What needs to be done ▸ Everything from the line containing "Target: beige trousers" through the line containing "[[327, 218], [277, 5], [192, 91], [205, 104]]" in the listing below should be copied exactly, and nothing more.

Exercise material ▸

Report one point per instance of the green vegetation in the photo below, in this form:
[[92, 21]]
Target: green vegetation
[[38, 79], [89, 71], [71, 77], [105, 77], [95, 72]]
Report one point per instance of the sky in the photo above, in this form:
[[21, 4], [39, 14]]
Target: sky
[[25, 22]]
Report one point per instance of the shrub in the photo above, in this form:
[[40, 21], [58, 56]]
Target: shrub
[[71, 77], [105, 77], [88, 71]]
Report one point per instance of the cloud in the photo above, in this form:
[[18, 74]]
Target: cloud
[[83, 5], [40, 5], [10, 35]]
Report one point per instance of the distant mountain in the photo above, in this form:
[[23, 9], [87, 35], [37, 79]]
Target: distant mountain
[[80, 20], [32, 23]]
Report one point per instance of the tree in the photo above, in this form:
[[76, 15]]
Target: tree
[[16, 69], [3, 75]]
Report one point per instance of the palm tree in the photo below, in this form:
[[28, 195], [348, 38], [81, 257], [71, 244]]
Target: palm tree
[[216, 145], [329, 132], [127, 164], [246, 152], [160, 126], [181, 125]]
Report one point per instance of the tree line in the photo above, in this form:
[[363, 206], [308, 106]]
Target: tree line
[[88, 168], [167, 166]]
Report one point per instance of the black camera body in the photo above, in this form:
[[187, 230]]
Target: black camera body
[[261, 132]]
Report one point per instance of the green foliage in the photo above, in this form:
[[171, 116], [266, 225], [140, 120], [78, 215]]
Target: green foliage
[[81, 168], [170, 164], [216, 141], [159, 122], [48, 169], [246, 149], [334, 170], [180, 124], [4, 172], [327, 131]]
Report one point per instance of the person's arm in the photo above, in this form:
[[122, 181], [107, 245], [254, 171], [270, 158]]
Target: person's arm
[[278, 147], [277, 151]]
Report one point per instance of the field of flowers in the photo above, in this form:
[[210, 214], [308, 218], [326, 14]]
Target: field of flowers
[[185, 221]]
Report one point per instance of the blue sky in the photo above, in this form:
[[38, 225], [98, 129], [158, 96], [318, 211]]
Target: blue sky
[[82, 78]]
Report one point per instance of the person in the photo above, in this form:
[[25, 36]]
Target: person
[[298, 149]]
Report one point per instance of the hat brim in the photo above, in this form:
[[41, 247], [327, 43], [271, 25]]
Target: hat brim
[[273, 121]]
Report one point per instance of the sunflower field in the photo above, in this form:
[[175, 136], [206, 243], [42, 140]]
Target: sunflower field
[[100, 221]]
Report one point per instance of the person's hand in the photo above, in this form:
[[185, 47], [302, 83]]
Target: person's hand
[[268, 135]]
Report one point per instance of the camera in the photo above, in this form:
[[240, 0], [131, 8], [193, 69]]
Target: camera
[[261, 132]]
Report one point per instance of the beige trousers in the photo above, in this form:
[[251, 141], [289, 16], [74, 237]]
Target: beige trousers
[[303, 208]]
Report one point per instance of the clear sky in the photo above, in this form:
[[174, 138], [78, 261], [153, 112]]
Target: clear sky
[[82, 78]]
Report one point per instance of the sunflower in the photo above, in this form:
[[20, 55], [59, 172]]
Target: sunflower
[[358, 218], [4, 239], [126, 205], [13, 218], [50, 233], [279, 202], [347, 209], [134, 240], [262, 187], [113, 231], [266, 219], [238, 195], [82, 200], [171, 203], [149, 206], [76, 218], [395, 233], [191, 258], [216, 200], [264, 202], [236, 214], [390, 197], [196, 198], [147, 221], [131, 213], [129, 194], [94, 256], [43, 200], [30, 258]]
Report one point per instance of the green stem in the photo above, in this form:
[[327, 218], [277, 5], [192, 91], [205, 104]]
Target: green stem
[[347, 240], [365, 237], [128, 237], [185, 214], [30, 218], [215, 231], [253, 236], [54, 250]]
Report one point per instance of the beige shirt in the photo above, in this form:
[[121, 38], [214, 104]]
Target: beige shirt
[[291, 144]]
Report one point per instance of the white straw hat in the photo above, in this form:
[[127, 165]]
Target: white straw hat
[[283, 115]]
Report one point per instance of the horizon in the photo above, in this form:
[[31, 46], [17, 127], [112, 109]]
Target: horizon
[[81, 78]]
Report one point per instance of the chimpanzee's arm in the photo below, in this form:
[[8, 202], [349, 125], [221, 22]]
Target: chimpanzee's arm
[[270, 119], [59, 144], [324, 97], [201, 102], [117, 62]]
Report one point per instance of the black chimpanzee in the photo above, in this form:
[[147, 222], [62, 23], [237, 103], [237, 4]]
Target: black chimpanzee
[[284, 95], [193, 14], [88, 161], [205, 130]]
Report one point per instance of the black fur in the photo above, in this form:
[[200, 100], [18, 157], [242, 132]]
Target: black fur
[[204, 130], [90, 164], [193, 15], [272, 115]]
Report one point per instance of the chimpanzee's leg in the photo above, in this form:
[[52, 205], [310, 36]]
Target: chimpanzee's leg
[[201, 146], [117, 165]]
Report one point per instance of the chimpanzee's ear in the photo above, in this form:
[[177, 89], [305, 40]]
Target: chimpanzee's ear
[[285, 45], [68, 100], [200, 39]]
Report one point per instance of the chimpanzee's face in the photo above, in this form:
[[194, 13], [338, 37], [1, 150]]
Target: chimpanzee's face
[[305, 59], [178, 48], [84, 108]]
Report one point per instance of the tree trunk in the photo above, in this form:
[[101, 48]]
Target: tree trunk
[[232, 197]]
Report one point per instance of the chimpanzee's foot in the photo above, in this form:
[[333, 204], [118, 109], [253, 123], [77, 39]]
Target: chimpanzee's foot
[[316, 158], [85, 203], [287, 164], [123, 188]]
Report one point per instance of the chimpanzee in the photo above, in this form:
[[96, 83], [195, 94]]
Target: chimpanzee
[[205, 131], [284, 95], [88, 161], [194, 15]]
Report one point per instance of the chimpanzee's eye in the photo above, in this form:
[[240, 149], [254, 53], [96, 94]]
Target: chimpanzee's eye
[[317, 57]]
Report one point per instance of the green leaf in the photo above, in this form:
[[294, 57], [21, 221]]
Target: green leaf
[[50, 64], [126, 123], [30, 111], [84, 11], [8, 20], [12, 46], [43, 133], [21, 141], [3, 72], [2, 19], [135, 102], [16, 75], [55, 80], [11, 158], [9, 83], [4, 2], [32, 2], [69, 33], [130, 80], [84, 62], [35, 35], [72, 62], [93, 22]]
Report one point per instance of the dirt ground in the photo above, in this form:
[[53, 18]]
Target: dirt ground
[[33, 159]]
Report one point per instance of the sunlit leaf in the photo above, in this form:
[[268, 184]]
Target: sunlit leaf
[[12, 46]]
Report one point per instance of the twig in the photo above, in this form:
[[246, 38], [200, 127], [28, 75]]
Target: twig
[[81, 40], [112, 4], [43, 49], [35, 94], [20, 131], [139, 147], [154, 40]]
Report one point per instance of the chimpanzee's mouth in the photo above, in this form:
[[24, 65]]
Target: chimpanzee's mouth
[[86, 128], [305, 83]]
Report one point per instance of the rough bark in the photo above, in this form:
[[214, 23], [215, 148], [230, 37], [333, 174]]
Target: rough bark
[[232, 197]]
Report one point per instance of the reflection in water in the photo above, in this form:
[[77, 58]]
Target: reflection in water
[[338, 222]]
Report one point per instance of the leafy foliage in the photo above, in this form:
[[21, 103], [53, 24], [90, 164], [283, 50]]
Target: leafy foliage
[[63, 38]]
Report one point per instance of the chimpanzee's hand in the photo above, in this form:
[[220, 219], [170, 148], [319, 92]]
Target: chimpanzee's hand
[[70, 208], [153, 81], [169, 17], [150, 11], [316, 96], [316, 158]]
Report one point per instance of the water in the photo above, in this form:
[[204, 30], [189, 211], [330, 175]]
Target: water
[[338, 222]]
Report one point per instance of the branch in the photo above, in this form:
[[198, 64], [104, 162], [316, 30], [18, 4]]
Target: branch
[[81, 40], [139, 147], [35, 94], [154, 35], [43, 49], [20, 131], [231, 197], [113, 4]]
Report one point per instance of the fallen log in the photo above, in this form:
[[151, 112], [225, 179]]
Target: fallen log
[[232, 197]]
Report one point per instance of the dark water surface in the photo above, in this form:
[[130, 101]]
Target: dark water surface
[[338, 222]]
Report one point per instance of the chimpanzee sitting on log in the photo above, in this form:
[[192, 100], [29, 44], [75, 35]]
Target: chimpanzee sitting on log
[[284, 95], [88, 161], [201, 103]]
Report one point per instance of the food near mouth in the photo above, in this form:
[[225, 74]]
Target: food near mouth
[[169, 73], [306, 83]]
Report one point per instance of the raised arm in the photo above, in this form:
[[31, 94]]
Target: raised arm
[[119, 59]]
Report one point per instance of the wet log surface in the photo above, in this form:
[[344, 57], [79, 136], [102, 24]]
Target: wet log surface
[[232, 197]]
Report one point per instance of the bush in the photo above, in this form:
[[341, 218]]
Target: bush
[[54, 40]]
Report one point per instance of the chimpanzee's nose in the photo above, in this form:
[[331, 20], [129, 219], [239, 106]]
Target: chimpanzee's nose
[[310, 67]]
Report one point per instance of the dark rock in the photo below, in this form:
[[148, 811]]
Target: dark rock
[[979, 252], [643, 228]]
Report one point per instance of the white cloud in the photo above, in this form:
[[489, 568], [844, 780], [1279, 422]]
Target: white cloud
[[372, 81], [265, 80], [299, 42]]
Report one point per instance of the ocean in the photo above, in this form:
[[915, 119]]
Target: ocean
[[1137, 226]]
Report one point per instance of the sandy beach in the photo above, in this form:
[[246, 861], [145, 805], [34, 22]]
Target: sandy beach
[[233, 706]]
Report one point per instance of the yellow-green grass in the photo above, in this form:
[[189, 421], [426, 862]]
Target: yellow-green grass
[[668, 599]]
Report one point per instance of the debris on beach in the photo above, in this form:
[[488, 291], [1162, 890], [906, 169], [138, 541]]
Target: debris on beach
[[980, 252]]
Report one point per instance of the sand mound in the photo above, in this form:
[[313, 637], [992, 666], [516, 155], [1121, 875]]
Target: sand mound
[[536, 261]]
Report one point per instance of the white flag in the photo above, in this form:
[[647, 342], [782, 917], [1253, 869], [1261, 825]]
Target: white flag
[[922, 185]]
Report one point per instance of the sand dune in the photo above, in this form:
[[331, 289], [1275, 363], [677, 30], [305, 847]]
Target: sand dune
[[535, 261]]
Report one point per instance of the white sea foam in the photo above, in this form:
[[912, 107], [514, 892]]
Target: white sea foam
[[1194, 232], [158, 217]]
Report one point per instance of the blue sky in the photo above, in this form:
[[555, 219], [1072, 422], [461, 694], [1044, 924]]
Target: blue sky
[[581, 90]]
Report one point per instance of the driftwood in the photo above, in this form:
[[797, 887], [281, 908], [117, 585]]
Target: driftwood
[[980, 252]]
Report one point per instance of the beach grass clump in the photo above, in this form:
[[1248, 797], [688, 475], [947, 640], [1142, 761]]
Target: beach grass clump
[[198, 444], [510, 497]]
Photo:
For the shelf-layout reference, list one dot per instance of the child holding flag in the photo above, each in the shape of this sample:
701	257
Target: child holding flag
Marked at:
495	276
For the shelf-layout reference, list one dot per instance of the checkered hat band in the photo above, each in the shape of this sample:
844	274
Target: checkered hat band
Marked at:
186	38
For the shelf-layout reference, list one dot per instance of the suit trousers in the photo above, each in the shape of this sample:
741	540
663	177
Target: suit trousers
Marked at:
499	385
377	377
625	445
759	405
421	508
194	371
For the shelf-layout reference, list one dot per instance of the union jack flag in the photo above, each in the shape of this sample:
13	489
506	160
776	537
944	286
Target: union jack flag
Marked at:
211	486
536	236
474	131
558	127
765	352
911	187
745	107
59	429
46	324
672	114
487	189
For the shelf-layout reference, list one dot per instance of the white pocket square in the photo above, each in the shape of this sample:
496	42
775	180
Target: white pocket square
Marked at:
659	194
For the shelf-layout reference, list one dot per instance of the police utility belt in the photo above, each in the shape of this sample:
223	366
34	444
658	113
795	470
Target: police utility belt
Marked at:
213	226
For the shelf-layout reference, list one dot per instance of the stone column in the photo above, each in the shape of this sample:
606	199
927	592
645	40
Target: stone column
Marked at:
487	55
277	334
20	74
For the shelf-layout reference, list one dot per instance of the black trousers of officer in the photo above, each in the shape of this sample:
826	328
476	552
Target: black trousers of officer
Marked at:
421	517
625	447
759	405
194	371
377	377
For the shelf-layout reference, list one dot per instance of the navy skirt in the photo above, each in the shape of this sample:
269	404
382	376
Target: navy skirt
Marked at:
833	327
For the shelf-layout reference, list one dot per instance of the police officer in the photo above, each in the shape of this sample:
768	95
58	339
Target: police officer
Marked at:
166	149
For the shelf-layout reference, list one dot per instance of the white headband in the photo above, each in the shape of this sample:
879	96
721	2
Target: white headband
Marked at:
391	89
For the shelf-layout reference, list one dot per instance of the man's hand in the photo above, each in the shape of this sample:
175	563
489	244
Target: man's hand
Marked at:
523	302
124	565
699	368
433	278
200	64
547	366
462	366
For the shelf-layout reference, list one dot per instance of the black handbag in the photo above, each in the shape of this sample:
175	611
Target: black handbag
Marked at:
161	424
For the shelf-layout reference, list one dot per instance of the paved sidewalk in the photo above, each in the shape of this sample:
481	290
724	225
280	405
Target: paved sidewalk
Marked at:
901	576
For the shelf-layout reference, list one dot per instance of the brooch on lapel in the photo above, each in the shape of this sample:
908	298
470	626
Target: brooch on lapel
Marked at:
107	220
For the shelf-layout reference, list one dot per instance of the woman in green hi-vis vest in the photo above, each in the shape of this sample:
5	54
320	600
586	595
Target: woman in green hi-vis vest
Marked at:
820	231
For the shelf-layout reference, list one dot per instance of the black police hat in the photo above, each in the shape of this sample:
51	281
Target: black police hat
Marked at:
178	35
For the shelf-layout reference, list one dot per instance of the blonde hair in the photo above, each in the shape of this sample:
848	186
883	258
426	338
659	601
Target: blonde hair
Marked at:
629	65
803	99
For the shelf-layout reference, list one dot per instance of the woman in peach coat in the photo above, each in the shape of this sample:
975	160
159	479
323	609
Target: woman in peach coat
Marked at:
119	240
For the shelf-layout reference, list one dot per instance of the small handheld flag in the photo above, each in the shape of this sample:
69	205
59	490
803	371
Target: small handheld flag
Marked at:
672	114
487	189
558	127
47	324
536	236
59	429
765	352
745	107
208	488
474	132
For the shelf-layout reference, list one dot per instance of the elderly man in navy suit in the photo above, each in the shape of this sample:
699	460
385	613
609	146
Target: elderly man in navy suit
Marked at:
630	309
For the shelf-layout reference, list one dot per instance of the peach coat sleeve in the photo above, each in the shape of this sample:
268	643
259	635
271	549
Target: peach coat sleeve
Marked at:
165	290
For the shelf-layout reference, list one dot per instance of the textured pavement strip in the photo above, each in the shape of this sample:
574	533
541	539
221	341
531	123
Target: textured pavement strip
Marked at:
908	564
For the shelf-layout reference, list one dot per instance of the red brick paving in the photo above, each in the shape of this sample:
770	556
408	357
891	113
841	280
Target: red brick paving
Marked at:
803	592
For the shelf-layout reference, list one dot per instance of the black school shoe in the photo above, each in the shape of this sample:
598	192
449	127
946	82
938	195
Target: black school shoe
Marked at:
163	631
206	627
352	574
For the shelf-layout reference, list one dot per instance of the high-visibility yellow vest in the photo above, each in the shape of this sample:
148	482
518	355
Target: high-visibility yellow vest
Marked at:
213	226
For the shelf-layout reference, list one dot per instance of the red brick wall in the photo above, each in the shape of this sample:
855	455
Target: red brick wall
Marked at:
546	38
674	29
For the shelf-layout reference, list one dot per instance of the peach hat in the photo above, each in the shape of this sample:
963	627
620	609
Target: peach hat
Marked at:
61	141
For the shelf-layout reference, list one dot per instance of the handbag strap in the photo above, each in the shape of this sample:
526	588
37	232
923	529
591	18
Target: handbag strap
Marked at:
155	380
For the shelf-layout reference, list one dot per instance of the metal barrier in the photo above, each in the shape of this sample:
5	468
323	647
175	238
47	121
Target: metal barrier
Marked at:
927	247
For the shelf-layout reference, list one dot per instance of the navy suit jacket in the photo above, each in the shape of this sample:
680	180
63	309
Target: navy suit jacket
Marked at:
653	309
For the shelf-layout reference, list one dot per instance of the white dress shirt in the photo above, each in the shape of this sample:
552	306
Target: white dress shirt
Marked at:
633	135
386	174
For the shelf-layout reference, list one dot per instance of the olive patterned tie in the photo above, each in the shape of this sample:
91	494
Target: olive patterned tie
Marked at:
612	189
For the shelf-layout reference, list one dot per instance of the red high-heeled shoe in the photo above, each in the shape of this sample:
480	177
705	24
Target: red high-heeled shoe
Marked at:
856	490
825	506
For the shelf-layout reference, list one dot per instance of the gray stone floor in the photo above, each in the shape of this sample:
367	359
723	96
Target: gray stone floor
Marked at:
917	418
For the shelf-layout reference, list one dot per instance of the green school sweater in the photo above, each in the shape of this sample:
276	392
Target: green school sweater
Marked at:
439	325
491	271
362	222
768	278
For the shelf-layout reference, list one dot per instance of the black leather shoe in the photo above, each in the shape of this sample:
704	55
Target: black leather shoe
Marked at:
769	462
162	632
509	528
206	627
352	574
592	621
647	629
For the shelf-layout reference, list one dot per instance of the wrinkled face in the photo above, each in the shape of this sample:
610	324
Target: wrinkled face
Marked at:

Task output ▸
Target: beige trousers
[[303, 208]]
Report one point per instance of the clear sky in the photo above, in this form:
[[174, 138], [78, 261], [153, 112]]
Target: clear sky
[[82, 78]]
Report one point per instance of the sunflower in the photo above, in this form:
[[20, 55], [59, 172]]
Target: sunflower
[[358, 218], [4, 239], [126, 205], [13, 218], [50, 233], [279, 202], [347, 209], [134, 240], [262, 187], [113, 231], [266, 219], [238, 195], [82, 200], [171, 203], [149, 206], [76, 218], [395, 233], [191, 258], [216, 200], [264, 202], [236, 214], [390, 197], [196, 198], [147, 221], [131, 213], [129, 194], [94, 256], [43, 200], [30, 258]]
Report one point per instance of the green stem in the photo above, in this form:
[[327, 218], [277, 5], [192, 91], [205, 104]]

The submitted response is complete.